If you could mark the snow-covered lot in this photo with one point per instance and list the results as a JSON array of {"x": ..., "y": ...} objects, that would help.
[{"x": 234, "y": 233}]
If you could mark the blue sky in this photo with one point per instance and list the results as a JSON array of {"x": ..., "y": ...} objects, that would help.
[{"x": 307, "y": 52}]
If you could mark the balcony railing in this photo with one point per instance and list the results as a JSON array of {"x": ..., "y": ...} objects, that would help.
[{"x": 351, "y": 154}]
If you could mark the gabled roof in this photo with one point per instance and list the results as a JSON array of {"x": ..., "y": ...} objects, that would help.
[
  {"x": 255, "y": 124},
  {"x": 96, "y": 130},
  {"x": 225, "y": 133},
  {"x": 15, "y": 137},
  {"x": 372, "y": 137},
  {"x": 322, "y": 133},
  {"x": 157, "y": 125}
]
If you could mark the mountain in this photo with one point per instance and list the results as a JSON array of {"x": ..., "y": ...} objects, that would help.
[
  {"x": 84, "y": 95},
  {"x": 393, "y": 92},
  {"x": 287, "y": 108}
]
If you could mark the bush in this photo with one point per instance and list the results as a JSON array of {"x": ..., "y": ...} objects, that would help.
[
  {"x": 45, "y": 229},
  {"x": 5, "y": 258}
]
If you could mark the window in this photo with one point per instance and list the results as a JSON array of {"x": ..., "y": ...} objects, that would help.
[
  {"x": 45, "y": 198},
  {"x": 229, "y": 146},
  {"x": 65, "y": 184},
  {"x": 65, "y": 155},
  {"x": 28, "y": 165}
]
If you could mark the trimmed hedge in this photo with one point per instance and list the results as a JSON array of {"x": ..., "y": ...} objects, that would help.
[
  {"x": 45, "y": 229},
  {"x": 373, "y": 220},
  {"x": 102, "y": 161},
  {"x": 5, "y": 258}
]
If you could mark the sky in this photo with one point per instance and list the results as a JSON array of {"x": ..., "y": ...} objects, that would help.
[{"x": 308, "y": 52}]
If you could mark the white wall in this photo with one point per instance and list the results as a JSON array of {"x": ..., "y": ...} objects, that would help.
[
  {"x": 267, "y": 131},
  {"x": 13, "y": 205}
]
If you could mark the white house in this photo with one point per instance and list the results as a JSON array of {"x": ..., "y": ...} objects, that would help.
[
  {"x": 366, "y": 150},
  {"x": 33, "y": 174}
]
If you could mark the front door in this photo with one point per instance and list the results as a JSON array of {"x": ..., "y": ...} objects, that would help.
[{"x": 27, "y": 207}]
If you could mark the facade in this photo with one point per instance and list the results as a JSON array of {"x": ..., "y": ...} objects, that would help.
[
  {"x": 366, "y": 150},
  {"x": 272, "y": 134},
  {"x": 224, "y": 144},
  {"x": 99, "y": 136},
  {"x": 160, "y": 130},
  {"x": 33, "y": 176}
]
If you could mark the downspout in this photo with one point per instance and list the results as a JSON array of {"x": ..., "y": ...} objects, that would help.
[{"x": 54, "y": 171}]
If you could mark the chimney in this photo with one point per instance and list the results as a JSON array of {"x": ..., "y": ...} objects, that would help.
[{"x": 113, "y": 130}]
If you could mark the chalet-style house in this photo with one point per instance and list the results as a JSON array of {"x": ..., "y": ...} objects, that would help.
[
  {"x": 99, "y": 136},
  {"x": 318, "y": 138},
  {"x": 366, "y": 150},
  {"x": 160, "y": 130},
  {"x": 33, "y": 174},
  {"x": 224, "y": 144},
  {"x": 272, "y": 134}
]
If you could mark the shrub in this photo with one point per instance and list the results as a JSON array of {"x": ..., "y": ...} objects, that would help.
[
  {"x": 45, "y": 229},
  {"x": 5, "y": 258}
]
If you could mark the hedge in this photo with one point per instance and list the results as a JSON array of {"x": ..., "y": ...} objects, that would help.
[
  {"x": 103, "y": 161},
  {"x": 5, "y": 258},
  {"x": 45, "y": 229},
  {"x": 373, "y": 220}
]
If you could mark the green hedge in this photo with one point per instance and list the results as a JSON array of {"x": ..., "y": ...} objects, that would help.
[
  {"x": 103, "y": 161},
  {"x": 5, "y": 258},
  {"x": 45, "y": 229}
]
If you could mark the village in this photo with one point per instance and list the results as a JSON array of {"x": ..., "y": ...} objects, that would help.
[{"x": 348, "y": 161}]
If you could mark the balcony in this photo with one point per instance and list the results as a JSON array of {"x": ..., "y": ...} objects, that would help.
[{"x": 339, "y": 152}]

§ §

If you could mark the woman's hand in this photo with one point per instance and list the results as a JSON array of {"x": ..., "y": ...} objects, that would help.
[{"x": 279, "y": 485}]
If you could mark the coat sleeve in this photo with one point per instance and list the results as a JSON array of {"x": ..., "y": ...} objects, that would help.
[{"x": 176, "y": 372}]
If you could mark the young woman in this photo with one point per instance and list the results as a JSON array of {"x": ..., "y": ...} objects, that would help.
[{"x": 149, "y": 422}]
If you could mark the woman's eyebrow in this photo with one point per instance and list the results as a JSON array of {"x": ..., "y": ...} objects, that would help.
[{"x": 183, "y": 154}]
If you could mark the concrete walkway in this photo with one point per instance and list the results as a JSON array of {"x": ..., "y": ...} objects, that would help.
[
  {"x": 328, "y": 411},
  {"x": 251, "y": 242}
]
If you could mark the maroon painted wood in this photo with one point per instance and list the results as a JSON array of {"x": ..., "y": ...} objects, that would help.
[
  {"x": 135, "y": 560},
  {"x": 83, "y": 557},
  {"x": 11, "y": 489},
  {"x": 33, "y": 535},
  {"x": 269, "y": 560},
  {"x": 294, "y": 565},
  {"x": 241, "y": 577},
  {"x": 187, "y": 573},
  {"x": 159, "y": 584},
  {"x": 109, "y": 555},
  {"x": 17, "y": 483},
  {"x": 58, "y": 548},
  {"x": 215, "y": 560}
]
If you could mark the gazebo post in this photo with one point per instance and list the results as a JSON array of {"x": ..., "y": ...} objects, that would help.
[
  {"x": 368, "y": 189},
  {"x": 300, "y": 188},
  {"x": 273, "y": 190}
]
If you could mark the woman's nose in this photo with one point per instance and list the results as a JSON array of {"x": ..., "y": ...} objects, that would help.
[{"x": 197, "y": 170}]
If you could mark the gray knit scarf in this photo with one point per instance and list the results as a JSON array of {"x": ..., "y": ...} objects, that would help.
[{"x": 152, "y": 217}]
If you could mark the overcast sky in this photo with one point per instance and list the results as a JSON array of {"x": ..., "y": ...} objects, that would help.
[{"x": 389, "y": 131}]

§ §

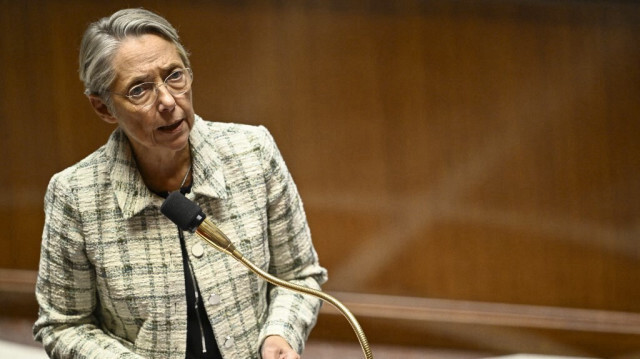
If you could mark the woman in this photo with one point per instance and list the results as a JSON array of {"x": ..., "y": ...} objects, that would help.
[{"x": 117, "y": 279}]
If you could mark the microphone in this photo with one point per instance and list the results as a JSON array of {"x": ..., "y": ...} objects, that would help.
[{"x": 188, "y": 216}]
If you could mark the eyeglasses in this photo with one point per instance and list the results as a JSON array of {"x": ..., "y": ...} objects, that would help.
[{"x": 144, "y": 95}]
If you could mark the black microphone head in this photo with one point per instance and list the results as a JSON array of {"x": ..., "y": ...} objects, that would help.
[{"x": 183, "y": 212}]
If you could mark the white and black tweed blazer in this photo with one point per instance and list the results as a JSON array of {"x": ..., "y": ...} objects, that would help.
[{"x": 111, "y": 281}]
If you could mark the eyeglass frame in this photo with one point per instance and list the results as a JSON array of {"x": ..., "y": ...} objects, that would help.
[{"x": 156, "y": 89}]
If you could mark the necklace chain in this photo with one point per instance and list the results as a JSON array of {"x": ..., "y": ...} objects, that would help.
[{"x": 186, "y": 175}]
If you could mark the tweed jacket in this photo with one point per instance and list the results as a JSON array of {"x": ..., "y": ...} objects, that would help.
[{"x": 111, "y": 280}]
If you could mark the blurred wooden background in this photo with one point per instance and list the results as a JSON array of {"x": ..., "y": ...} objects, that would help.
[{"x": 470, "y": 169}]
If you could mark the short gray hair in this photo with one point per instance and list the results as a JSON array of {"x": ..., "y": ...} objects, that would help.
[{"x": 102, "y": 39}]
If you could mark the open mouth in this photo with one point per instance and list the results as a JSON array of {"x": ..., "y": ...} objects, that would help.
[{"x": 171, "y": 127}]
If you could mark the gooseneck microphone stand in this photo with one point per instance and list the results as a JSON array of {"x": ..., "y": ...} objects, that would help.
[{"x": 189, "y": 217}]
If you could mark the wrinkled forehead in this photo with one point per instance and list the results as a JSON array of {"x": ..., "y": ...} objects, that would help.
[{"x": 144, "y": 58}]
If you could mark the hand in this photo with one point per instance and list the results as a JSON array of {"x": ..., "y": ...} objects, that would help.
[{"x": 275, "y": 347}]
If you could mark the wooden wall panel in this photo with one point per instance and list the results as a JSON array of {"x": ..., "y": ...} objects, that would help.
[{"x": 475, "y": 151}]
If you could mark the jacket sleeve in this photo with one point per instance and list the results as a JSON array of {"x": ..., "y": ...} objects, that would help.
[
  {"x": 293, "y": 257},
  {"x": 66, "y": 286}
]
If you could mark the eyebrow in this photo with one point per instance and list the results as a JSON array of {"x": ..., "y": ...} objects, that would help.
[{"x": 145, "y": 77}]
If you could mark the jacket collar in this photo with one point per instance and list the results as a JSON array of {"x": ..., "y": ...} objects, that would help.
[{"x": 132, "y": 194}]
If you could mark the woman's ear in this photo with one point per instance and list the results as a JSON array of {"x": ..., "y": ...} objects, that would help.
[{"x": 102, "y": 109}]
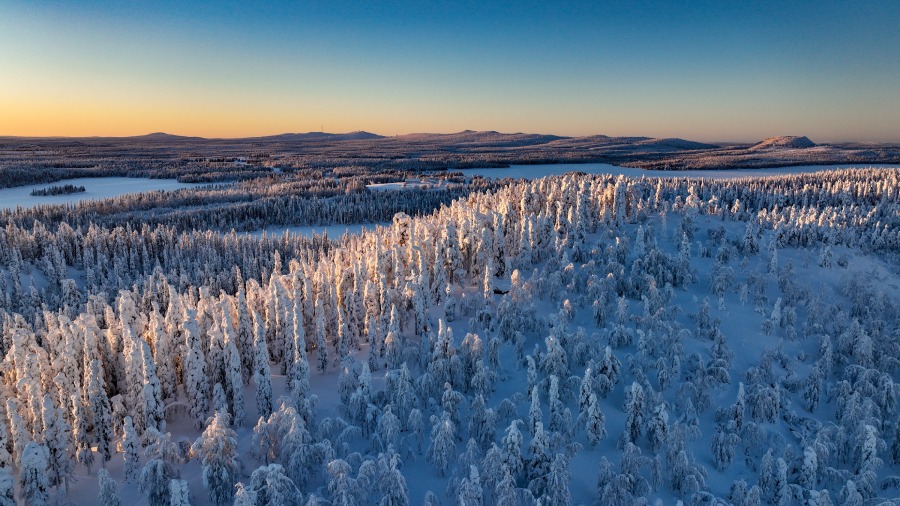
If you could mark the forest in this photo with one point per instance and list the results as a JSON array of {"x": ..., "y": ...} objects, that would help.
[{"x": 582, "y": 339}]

§ §

Return every line of the entries above that contains the word "white", matching its case exactly.

= EXERCISE RESULT =
If you could mark the white wall in this photo with one point per instance and list the results as a JSON array of {"x": ..., "y": ...} objects, that would help.
If you could mark the white house in this photo with one point per instance and list the results as a JSON array of {"x": ..., "y": ...} objects, that would help.
If you could mark the white and black tweed blazer in this photo with one point per instance and list the results as a JSON array of {"x": ..., "y": ...} objects, that would help.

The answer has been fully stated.